Patayin sa Sindak si Barbara () is a 1995 Philippine psychological horror film directed by Chito S. Roño and written by Ricardo Lee. It is a remake of the 1974 horror film by Celso Ad. Castillo.

Plot
Being the loving older sister, Barbara (Lorna Tolentino) has always been overly indulgent of her little sister Ruth's every whim. Years later, Barbara meets and instantly falls in love with Nick (Tonton Gutierrez), who is mutually smitten with her. But the spoiled Ruth (Dawn Zulueta) confesses to her older sister that she too is in love with Nick and threatens to kill herself if he does not marry her. So with a heavy heart, Barbara once again passively accommodates Ruth's demands and convinces Nick to court her younger sister instead. In a twisted act of devotion, Nick reluctantly agrees to marry Ruth, to prove his love for Barbara. After the wedding, Barbara then decides to start a new life abroad, to give Nick a chance to truly fall in love with Ruth and for Barbara to get over her feelings for him.

Her past comes back to haunt her (in more ways than one) when Barbara receives news that her younger sister has killed herself and was witnessed by Ruth's only daughter Karen (Antoinette Taus). Barbara immediately returns to the Philippines to mourn her sister and comfort her unstable niece. But strange events happen upon Barbara's return and she learns the reason surrounding Ruth's mysterious death.

- Problems and tasks:
[a] Quote everything in the film summary from "Her past comes" down to "Ruth's mysterious death.".
[b] Extend the Patayin sa Sindak si Barbara summary beyond its final sentence.
The records come from a separate source unrelated to the film summary.

- Extracted entries:

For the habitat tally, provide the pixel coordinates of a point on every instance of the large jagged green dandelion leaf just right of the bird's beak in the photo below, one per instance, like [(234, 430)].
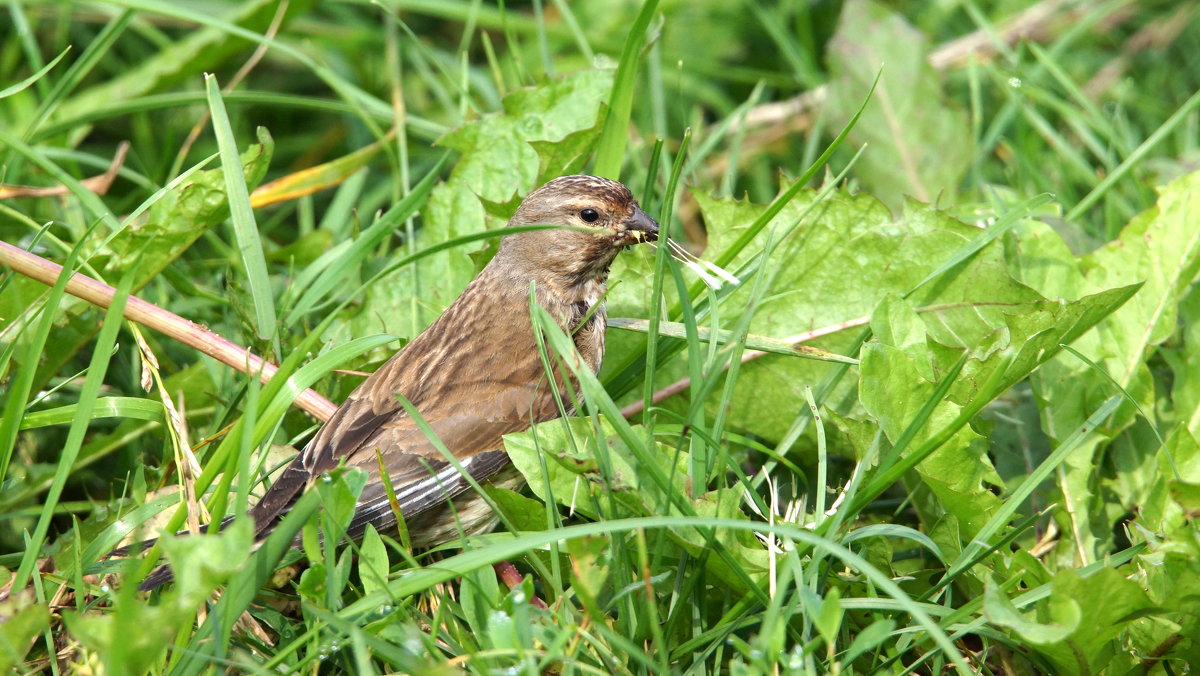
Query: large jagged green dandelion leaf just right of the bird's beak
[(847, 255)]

---

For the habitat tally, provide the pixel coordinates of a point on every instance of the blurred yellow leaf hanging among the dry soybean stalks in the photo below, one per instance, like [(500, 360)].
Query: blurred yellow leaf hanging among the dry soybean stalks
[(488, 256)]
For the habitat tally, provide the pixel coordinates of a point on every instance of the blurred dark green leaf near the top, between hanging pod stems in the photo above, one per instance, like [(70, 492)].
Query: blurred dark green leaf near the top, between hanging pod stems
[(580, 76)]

* * *

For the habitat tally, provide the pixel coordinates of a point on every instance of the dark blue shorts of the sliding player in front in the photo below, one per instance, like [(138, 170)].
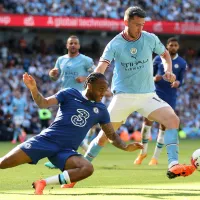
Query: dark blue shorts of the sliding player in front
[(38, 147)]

- Written answers:
[a]
Her past comes back to haunt her (in more ways than one) when Barbara receives news that her younger sister has killed herself and was witnessed by Ruth's only daughter Karen (Antoinette Taus). Barbara immediately returns to the Philippines to mourn her sister and comfort her unstable niece. But strange events happen upon Barbara's return and she learns the reason surrounding Ruth's mysterious death.

[b]
Throughout their marriage, Ruth felt that Nick never really loved her, but instead still harboured feelings for her sister. In a state of paranoid delusion, she suspects that Nick was having an affair and used his business trips to the United States as an excuse to rendezvous with Barbara. In a jealous rage, she commits suicide and haunts the household and everyone she deemed who have wronged her. It was later revealed that ever since Barbara left her for the US, she indulged herself of everything that can ease her helplessness which includes witchcraft and spiritual medium sessions. Through this she learned that even after death she can return to the world of the living on a limited time to haunt and exact revenge on anyone she wants.

Maestra Beatriz, whom Barbara sought advise and also was responsible for teaching Ruth black magic offered help and have tried to make contact with her tormented soul via spiritual session together with Barbara and her maid. During this session Ruth possessed her only child and manages to kill the old woman. Through an act of sacrifice, Maestra Beatriz manages to drive away Ruth's spirit. All seems well, until Barbara and Nick learned that what happened during Barbara's encounter with Ruth's spirit was only temporary and now, since it was the 9th day of Ruth's passing, she now have grown more powerful and with the help of evil spirits whom she now have given purpose.

Ruth appears and manages to convince Barbara to join her in the world of the tormented souls until Nick arrives just in time and instead sacrificed himself by holding the physical manifestation of Ruth and plunging both themselves to the fiery pits of hell.

Cast

Main roles
Lorna Tolentino as Barbara
Dawn Zulueta as Ruth Duarte
Tonton Gutierrez as Nick Duarte
Antoinette Taus as Karen Duarte
Anita Linda as Yaya Benita
Amy Austria as Arlene
Nonie Buencamino as Bidoy
Angie Ferro as Maestra Beatriz

Supporting roles
Eva Aquino as Sofia
Ernie Zarate as Priest
Augusto Victa as Lawyer
Cris Daluz as Bangkero
Kimberly Pagaduan Cabral as Dawn's Double

Production
The majority of the visual effects used in the film were handled by Cinevideo Arts Philippines. Digital compositing was handled by Video Post.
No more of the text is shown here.